#### Do this
Only those lines running from the line that contains "instance. Target: ocean" through the end of the material are to be written out, each exactly as shown.

--- BEGIN ---

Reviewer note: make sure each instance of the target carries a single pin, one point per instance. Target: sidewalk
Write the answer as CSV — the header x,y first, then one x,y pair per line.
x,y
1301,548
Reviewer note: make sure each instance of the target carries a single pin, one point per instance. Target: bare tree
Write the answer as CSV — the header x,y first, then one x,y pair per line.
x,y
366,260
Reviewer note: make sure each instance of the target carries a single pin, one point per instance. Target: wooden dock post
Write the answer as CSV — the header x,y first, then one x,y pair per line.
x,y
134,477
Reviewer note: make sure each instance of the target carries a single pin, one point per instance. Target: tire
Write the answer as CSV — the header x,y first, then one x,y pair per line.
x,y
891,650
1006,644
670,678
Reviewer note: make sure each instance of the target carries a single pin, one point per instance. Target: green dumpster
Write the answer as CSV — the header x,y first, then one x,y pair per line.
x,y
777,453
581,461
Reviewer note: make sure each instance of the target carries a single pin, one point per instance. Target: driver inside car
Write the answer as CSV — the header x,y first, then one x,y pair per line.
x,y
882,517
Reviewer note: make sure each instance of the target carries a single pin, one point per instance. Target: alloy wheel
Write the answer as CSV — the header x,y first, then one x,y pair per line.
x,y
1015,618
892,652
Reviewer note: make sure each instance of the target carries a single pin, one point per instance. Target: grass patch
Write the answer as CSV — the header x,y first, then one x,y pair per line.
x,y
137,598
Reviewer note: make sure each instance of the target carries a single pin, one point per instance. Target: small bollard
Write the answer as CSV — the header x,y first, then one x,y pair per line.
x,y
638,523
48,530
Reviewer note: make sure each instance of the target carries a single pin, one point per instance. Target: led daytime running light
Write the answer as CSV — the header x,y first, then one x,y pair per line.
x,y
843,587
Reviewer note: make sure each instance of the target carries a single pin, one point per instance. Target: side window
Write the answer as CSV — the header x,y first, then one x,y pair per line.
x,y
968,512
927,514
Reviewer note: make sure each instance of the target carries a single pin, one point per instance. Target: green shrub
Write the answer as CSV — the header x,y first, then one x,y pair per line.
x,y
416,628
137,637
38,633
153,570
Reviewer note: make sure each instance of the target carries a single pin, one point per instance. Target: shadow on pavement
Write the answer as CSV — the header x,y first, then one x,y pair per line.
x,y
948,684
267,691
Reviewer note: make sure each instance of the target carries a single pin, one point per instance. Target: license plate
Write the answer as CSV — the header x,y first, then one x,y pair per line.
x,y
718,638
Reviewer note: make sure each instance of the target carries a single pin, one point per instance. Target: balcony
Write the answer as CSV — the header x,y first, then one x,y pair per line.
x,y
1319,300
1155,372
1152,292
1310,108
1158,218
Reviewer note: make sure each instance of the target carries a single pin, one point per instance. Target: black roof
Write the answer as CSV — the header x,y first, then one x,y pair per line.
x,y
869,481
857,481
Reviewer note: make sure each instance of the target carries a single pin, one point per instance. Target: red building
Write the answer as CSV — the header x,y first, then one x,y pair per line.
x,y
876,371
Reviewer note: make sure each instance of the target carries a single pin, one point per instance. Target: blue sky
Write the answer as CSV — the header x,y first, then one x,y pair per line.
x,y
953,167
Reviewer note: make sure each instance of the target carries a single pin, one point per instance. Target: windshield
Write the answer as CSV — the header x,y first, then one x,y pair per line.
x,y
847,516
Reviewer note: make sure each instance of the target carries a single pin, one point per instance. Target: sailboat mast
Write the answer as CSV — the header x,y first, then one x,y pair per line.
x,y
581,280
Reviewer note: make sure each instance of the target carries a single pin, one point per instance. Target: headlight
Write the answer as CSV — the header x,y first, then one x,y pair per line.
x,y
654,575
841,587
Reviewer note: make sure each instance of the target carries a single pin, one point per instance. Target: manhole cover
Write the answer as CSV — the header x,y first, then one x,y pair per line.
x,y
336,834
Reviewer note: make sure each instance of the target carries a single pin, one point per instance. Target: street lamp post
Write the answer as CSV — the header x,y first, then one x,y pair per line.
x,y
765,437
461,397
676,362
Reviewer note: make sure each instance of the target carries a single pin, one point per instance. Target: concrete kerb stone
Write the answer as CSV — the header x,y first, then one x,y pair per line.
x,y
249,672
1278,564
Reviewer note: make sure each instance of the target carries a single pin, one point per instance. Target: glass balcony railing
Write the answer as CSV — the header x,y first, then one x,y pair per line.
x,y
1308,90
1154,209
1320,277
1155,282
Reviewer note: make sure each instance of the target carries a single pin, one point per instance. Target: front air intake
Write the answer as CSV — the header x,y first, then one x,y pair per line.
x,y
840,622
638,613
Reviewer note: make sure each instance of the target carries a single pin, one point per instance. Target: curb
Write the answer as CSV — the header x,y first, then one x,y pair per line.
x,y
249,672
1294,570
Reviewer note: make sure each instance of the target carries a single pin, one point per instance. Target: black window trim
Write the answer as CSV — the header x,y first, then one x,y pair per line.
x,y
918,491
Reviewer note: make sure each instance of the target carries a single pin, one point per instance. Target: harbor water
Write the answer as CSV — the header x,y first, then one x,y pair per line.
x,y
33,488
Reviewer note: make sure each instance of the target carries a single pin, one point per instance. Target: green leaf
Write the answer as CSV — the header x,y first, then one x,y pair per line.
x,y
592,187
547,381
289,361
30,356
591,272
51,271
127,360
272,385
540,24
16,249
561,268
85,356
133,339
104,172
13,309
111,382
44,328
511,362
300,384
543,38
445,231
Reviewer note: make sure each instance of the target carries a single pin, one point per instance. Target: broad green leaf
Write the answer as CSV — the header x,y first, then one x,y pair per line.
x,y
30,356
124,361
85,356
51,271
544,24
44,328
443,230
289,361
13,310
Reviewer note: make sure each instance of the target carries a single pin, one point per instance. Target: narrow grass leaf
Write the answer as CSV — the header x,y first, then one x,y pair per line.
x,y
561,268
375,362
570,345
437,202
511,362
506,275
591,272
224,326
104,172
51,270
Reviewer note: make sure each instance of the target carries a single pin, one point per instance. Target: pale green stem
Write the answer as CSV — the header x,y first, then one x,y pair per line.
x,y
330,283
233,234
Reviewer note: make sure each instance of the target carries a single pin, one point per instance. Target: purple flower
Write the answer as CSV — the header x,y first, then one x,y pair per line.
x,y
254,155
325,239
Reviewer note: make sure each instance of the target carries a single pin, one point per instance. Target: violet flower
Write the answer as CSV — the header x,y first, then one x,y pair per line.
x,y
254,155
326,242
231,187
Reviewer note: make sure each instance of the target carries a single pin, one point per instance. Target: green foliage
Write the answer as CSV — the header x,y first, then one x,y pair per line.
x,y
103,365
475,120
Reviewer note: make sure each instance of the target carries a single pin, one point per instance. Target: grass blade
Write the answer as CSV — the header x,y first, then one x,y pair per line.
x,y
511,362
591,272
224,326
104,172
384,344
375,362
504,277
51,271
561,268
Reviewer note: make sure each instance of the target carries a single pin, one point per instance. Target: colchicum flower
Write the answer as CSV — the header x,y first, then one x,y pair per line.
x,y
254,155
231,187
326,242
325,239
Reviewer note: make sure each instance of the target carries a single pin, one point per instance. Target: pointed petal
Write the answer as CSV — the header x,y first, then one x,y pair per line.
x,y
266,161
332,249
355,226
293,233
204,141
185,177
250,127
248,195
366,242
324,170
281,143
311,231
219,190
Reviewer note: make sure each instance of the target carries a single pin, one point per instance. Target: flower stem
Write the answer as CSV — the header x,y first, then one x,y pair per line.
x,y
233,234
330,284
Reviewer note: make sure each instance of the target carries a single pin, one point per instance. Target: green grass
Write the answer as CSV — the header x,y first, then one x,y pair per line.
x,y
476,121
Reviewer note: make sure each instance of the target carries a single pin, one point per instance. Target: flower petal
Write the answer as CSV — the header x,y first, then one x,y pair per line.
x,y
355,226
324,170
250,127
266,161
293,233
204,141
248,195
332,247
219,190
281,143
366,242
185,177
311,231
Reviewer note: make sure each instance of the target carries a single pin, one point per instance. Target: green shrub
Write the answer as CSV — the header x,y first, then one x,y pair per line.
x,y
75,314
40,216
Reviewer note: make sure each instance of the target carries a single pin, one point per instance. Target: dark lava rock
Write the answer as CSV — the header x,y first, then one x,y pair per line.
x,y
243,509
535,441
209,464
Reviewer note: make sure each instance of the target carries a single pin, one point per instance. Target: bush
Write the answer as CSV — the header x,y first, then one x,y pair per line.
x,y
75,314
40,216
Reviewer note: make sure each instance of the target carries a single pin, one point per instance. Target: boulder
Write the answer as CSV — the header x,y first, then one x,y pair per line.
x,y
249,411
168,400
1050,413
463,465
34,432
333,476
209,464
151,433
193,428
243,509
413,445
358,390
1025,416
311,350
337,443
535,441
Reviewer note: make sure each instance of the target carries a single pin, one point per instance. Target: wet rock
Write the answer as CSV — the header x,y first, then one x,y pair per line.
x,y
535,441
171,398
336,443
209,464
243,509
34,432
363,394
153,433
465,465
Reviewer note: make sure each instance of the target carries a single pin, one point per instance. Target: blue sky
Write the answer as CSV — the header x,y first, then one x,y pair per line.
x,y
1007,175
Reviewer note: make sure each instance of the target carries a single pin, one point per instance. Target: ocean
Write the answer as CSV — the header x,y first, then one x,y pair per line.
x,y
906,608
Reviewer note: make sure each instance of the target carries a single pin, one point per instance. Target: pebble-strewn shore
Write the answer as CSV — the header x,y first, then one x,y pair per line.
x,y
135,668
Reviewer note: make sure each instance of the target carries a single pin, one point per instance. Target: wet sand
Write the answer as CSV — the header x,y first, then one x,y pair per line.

--- END ---

#### Output for this task
Reviewer note: make sure each instance of the target carries a single pin, one point per instance. Target: ocean
Write the answer as CSV — the header x,y first, then one x,y pair per line.
x,y
906,608
Reviewer note: make sure each instance of the target carries a single pin, one point per instance. Target: pebble-strewn shore
Write the answer as CSV — the header x,y first, then one x,y pair per line.
x,y
135,668
Reviewer note: make sure each instance of the target carries a single pin, one point per instance. Target: wet sand
Write the answer as CSV — the header x,y first, then one x,y pair per line.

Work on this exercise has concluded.